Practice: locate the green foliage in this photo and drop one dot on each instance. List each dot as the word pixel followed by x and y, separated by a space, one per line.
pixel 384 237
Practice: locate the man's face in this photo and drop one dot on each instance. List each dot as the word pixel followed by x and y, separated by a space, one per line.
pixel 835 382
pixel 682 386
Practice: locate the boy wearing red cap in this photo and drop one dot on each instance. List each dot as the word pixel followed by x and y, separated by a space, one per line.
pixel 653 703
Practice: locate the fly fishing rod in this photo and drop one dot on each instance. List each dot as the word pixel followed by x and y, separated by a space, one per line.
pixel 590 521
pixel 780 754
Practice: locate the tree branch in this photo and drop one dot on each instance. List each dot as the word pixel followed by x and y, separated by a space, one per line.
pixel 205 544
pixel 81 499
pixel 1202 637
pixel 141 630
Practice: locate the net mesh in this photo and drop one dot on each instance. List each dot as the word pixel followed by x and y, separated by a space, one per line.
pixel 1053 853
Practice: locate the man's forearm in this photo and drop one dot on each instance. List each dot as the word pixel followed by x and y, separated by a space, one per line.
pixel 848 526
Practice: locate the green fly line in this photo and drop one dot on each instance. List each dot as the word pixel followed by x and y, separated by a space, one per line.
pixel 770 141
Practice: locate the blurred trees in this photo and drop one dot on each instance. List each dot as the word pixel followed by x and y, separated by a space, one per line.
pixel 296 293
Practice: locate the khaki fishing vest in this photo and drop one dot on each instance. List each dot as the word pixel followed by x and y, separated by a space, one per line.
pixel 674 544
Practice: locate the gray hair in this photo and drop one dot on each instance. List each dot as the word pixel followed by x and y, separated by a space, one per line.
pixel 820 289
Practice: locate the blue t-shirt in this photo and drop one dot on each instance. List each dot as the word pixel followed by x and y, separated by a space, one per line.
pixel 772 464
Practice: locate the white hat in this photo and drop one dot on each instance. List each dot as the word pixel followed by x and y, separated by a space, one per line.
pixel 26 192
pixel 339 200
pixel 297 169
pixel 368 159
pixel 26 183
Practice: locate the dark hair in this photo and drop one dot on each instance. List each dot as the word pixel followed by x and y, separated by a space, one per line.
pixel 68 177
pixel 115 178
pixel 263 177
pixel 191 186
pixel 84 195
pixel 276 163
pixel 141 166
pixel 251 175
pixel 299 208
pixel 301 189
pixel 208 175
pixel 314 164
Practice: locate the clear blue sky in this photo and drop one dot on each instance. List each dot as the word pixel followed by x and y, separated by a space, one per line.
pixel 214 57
# # #
§ TASK REQUIREMENTS: In the listing above, find the line containing "Practice: locate the white" and please quote exactly that line through the last one, and no other lines.

§ ANSWER BELOW:
Practice: locate the white hat in this photo and drop one dot on each instance. List each dot as the word pixel followed by x and y, separated by a space, one per line.
pixel 26 192
pixel 339 200
pixel 297 169
pixel 368 159
pixel 26 183
Practice: locate the dark hair in this photo and drop one dot on each instance. List each dot as the word pixel followed by x and y, separated by a space, one per line.
pixel 68 177
pixel 115 178
pixel 263 177
pixel 191 186
pixel 84 195
pixel 276 163
pixel 141 166
pixel 251 175
pixel 299 208
pixel 301 189
pixel 208 175
pixel 314 164
Practice: locate the clear blue sky in this photo and drop one dot on each instance. List each dot as the word pixel followed by x and y, separated by a space, one per line.
pixel 214 57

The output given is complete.